▸ Directions for this task:
Reproduce every line from the one containing "BATCH JOB #2094 — Class: stack of cookies" through the end of the entries, inclusive, scaling each bounding-box coordinate in the answers by 0.6 and rounding to whole numbers, with halves going up. Leave all other numbers as they are.

====== Listing ======

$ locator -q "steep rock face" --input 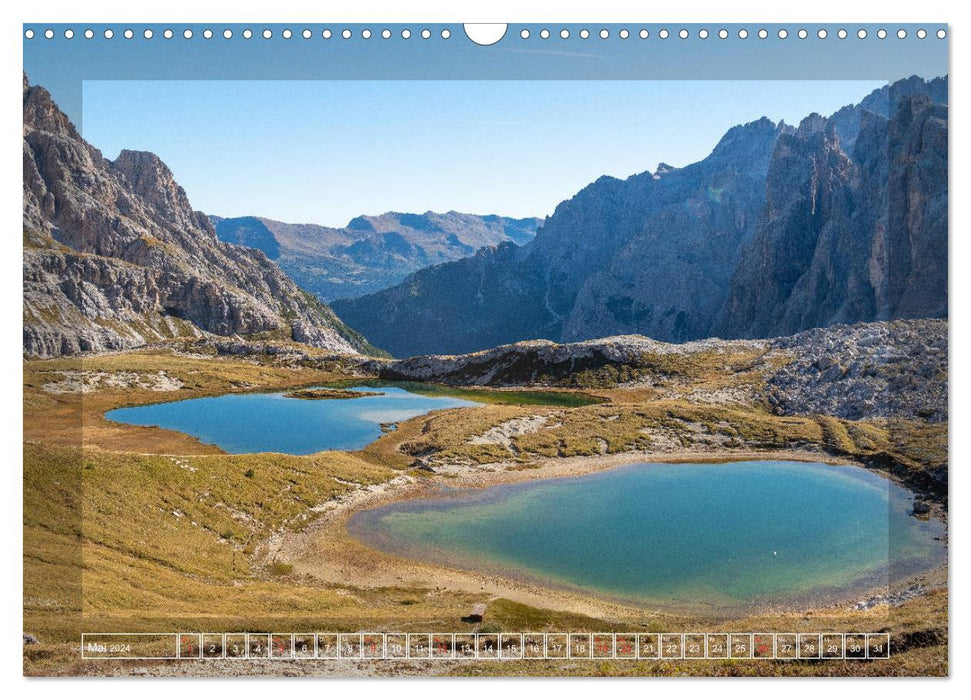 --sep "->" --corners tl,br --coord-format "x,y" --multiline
712,87 -> 947,337
211,206 -> 540,301
334,78 -> 947,356
334,119 -> 789,356
23,78 -> 376,357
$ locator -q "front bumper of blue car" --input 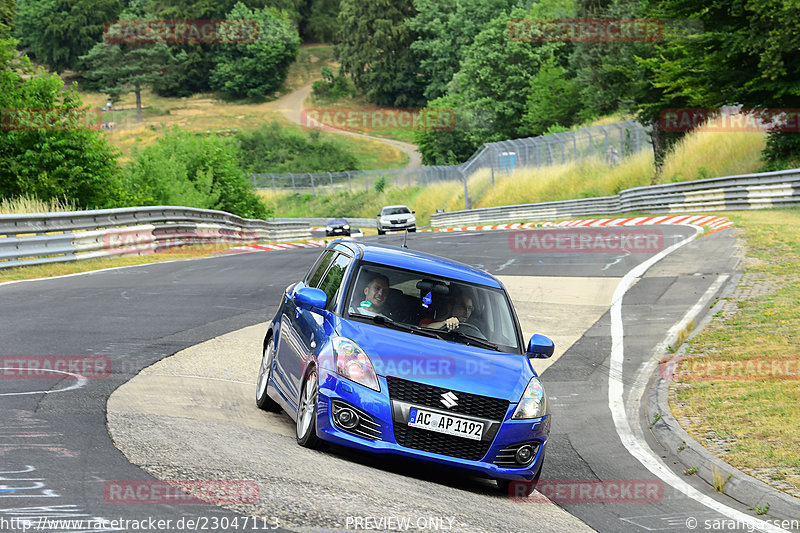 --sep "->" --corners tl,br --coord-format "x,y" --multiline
317,369 -> 550,481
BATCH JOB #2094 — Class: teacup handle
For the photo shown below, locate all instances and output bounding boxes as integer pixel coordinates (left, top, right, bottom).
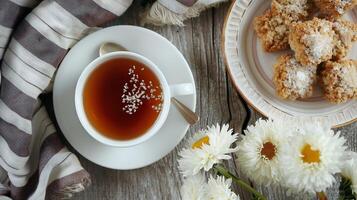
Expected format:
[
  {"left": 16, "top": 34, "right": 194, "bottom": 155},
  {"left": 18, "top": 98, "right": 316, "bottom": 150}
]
[{"left": 169, "top": 83, "right": 194, "bottom": 97}]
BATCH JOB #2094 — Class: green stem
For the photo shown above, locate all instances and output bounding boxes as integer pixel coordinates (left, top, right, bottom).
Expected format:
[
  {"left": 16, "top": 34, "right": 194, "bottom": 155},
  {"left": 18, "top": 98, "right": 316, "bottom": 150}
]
[{"left": 213, "top": 165, "right": 266, "bottom": 200}]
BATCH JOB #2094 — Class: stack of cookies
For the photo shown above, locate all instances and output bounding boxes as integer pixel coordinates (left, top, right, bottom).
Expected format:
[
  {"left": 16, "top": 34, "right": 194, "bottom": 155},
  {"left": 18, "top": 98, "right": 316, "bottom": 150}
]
[{"left": 254, "top": 0, "right": 357, "bottom": 103}]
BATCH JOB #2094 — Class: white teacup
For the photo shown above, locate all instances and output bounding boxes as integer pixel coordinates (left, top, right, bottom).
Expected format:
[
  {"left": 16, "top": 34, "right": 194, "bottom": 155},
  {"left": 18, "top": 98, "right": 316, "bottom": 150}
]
[{"left": 75, "top": 51, "right": 194, "bottom": 147}]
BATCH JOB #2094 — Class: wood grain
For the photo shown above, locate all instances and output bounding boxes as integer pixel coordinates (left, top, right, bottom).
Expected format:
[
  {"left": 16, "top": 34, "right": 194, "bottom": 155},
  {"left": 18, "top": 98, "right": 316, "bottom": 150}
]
[{"left": 47, "top": 1, "right": 357, "bottom": 200}]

======

▸ Exercise result:
BATCH JOB #2094 — Class: stack of cookies
For the photo shown above, locate all instances and output bounding boxes as integer pixel coordinates (left, top, right, bottom).
Expected format:
[
  {"left": 16, "top": 34, "right": 194, "bottom": 155},
  {"left": 18, "top": 98, "right": 316, "bottom": 150}
]
[{"left": 152, "top": 0, "right": 214, "bottom": 62}]
BATCH JOB #2094 — Class: white teacup
For the photo shown above, locate all instances and output bounding boxes as integer pixel coordinates (left, top, right, bottom).
Expected format:
[
  {"left": 16, "top": 34, "right": 194, "bottom": 155},
  {"left": 18, "top": 98, "right": 316, "bottom": 150}
]
[{"left": 45, "top": 31, "right": 116, "bottom": 88}]
BATCH JOB #2094 — Class: wood grain
For the photo shown above, locate all instances and output bounding boxes as integer pixel coordinates (left, top, right, bottom).
Expected format:
[
  {"left": 16, "top": 34, "right": 194, "bottom": 155},
  {"left": 18, "top": 98, "right": 316, "bottom": 150}
]
[{"left": 28, "top": 1, "right": 214, "bottom": 120}]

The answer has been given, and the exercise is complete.